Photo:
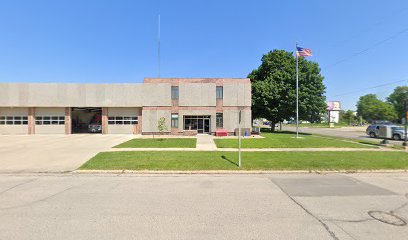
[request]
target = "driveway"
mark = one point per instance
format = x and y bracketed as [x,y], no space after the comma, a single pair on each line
[52,153]
[276,206]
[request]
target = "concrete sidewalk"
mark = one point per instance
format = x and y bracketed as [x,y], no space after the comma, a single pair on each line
[205,147]
[205,142]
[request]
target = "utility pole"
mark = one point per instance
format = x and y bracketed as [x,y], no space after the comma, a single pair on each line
[297,94]
[239,139]
[158,46]
[406,119]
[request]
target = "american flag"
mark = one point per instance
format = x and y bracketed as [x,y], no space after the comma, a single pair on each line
[304,52]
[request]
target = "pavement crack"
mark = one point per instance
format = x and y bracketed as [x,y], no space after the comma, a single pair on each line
[39,200]
[326,227]
[348,234]
[348,221]
[18,185]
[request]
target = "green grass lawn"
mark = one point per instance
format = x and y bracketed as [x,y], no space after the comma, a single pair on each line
[159,143]
[288,140]
[251,161]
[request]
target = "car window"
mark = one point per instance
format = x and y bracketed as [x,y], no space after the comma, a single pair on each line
[397,128]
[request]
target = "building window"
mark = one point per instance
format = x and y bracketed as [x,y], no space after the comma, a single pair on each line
[219,93]
[174,120]
[174,92]
[219,120]
[121,120]
[13,120]
[49,120]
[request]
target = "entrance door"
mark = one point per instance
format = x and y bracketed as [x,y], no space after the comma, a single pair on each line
[200,128]
[206,125]
[199,123]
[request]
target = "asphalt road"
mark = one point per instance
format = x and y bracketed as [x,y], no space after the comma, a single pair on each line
[346,132]
[281,206]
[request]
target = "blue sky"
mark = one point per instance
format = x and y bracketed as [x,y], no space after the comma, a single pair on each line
[116,41]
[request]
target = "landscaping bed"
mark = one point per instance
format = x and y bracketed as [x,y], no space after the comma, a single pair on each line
[159,143]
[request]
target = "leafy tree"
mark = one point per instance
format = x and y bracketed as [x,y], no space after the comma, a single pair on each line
[397,99]
[371,108]
[274,88]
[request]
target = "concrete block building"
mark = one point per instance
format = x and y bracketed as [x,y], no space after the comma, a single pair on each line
[189,106]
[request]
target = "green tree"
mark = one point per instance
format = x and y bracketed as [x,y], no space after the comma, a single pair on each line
[397,99]
[274,88]
[371,108]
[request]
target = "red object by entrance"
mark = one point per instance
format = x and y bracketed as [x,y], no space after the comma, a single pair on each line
[221,132]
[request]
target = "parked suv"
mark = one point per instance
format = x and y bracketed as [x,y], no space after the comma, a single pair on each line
[398,133]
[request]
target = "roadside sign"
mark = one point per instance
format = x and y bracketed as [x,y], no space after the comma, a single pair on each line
[239,118]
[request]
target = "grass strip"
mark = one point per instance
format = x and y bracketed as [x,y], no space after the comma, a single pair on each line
[251,161]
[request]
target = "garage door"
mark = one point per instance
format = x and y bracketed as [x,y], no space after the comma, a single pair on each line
[13,120]
[49,121]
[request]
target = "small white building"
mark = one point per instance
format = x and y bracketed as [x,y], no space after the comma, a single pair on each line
[333,111]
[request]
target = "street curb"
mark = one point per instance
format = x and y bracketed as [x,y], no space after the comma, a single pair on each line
[241,172]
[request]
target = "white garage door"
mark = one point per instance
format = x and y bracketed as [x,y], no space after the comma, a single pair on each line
[13,120]
[49,120]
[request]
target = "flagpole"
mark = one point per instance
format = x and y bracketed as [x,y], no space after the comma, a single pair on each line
[297,94]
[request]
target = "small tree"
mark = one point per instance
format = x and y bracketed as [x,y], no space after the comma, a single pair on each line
[161,125]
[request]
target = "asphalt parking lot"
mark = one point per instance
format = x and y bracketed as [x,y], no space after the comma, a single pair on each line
[52,153]
[265,206]
[345,132]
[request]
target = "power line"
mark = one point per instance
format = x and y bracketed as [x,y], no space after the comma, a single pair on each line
[369,48]
[365,89]
[368,29]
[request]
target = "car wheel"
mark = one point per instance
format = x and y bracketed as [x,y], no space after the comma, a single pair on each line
[396,137]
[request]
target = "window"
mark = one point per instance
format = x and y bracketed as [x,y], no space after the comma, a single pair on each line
[174,92]
[13,120]
[120,120]
[174,120]
[219,119]
[49,120]
[219,92]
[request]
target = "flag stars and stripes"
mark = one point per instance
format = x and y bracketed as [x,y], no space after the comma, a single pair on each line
[303,52]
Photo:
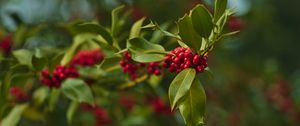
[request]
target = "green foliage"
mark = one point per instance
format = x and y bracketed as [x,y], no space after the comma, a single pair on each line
[77,90]
[180,86]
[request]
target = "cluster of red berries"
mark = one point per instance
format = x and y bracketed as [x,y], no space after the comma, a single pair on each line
[88,57]
[59,74]
[183,58]
[101,115]
[154,68]
[18,94]
[5,44]
[131,67]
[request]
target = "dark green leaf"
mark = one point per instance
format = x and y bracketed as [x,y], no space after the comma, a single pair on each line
[14,116]
[115,28]
[144,51]
[193,107]
[77,90]
[23,56]
[39,63]
[220,7]
[188,34]
[180,86]
[136,28]
[202,21]
[71,110]
[96,29]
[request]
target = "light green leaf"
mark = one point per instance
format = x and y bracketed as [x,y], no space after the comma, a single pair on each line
[180,86]
[77,90]
[39,63]
[14,116]
[96,29]
[115,28]
[23,56]
[202,21]
[71,110]
[220,7]
[188,34]
[146,57]
[144,51]
[136,28]
[193,107]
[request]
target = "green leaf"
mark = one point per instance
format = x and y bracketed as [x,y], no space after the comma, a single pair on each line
[144,51]
[141,45]
[136,28]
[78,41]
[188,34]
[180,86]
[23,56]
[193,107]
[14,116]
[146,57]
[110,63]
[96,29]
[202,21]
[71,110]
[115,28]
[39,63]
[220,7]
[77,90]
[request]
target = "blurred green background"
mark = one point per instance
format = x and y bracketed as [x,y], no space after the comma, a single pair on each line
[256,75]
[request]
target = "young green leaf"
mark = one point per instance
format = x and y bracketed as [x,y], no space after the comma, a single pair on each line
[23,56]
[14,116]
[220,7]
[202,21]
[96,29]
[193,107]
[71,110]
[188,34]
[180,86]
[144,51]
[77,90]
[136,28]
[115,20]
[141,45]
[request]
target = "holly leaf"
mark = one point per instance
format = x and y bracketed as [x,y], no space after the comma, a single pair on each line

****************

• [WHAT TO WORK ON]:
What is needed is every entry above, repeated exactly, with the pictures dropped.

• [EXERCISE RESPONSE]:
Photo:
[request]
target = "driveway"
mark = one point per instance
format = x and y bracketed as [x,y], no space after the comma, a single pair on each line
[52,153]
[276,206]
[request]
target = "concrete sidewalk"
mark = one point per instance
format = x and y bracketed as [x,y], no space after the comma, a single pair on each line
[205,147]
[205,142]
[request]
target = "utility pole"
mark = one point per instance
format = x and y bracketed as [x,y], no space after the comma, a single pair on each line
[297,94]
[239,139]
[158,46]
[406,119]
[request]
target = "american flag"
mark = one point per instance
format = x and y bracketed as [x,y], no space after the comma, a single pair on each line
[304,52]
[request]
target = "pavement crack"
mark = one point per instance
format = x and y bracketed as [x,y], no space after the comma, a single pair on each line
[39,200]
[326,227]
[348,234]
[348,221]
[18,185]
[request]
target = "green grass lawn"
mark = one point per instance
format = x and y bracketed as [x,y], no space after the comma, a single pair on each line
[159,143]
[288,140]
[251,161]
[request]
target = "car window"
mark = one point per instance
format = x and y bracketed as [x,y], no space after the comma, a single pair on each line
[397,128]
[request]
target = "building window"
mark = one point per instance
format = x and y bracketed as [x,y], no space after the comma, a single pair on each line
[219,93]
[174,120]
[174,92]
[219,120]
[121,120]
[13,120]
[49,120]
[request]
target = "entrance door"
mark = one point per instance
format = x and y bracketed as [x,y], no space after the comma, a single pair on each line
[200,128]
[206,125]
[199,123]
[request]
target = "asphalt road"
mark = one point per instance
format = x and y bracketed as [x,y], no space after the comma, a single pair on each line
[346,132]
[281,206]
[request]
target = "blue sky"
mark = one point per instance
format = x and y bracketed as [x,y], no space after the comma, a single pair on each line
[116,41]
[request]
target = "landscaping bed"
mark = one point per instance
format = x and y bracketed as [x,y], no space after the comma, a single pair on each line
[159,143]
[request]
target = "leafy tree"
mark = one point per instance
format = x and y bracketed as [x,y], no space after the comma, a single pair on each line
[397,99]
[371,108]
[274,88]
[request]
target = "concrete block building"
mark = one point per instance
format = x and y bracketed as [x,y], no space after the comma, a single pair on each line
[189,106]
[request]
target = "green tree"
mark = one point per instance
format = x and y bracketed as [x,y], no space after the comma, a single pair on each line
[397,99]
[274,88]
[371,108]
[request]
target = "red object by entrance"
mark = one point per instance
format = x and y bracketed as [x,y], no space after the comma, a single pair on each line
[221,132]
[request]
target = "parked suv"
mark = one point per instance
format = x and y bracketed as [x,y], no space after the comma, a single pair on each line
[398,133]
[request]
target = "roadside sign"
mark = one point per instance
format = x and y bracketed as [x,y], no space after the comma, a single pair on each line
[239,118]
[request]
target = "grass strip"
mark = one point per instance
format = x and y bracketed as [x,y], no space after the comma, a single pair on each line
[251,161]
[request]
target = "garage door"
mark = one point per instance
format = x and y bracketed as [x,y], no space after the comma, a single pair on each line
[13,120]
[49,121]
[request]
target = "small white building"
mark = one point per instance
format = x and y bracketed as [x,y], no space after the comma, a single pair on each line
[333,111]
[request]
target = "street curb"
mark = one point per instance
format = x and y bracketed as [x,y], no space after the comma, a single pair on each line
[241,172]
[request]
target = "white garage door"
mark = one point per instance
format = x and y bracketed as [x,y], no space after the comma, a single pair on each line
[13,120]
[49,120]
[request]
target = "flagpole"
mark = one point per instance
format = x and y bracketed as [x,y], no space after the comma, a single pair on each line
[297,94]
[request]
target = "small tree"
mark = one point per instance
format = x and y bracketed as [x,y], no space after the comma, a single pair on each line
[161,125]
[request]
target = "asphalt parking lot"
mark = one point per instance
format = x and y bracketed as [x,y], no space after the comma, a single pair on each line
[52,153]
[265,206]
[345,132]
[request]
target = "power line"
mark = one point per instance
format = x and y bracketed as [x,y], no space after the comma, a single pair on each line
[369,48]
[365,89]
[368,29]
[request]
target = "car wheel"
mark = one point per instance
format = x and y bracketed as [x,y], no space after the comma, a single pair on each line
[396,137]
[request]
target = "window"
mark = one point per instance
format = x and y bracketed as [x,y], no space after the comma, a single pair on each line
[174,92]
[13,120]
[120,120]
[174,120]
[219,119]
[49,120]
[219,92]
[request]
target = "flag stars and stripes"
mark = one point per instance
format = x and y bracketed as [x,y], no space after the comma, a single pair on each line
[303,52]
Photo:
[request]
target = "green foliage"
mark = one point per instance
format = x and y bracketed as [x,y], no space after the comma, a single pair on each line
[77,90]
[180,86]
[request]
target = "cluster of red berries"
mark = one point per instance
format = x and y bracketed as [x,y], no space after the comma, a single pair on each line
[88,57]
[59,74]
[183,58]
[101,115]
[154,68]
[18,94]
[5,44]
[131,67]
[request]
target = "dark green leaf"
mark = one point per instance
format = x and y bracketed as [x,y], no space after the comma, a single pair on each line
[14,116]
[115,28]
[144,51]
[193,107]
[77,90]
[23,56]
[39,63]
[220,7]
[188,34]
[180,86]
[136,28]
[202,21]
[71,110]
[96,29]
[request]
target = "light green leaf"
mark = one point per instance
format = x and y bracketed as [x,y], no space after the comma, a single pair on each line
[180,86]
[77,90]
[39,63]
[14,116]
[96,29]
[115,28]
[23,56]
[202,21]
[71,110]
[220,7]
[188,34]
[146,57]
[144,51]
[136,28]
[193,107]
[request]
target = "green leaf"
mark = one point per instance
format = x and y bracketed as [x,y], no space after the comma, a single pair on each line
[144,51]
[141,45]
[136,28]
[78,41]
[188,34]
[180,86]
[23,56]
[193,107]
[14,116]
[146,57]
[110,63]
[96,29]
[202,21]
[71,110]
[115,28]
[39,63]
[220,7]
[77,90]
[request]
target = "blurred green background"
mark = one point per instance
format = x and y bracketed as [x,y], no space after the comma, a single pair on each line
[256,75]
[request]
target = "young green leaf"
mark = one point per instance
format = x and y bracketed as [x,y], no space after the comma, a single pair on each line
[23,56]
[14,116]
[220,7]
[202,21]
[96,29]
[193,107]
[71,110]
[188,34]
[180,86]
[144,51]
[77,90]
[136,28]
[115,20]
[141,45]
[request]
target = "holly leaf"
mark = one point per instance
format = x and y bracketed as [x,y], no space after the comma, a single pair on each line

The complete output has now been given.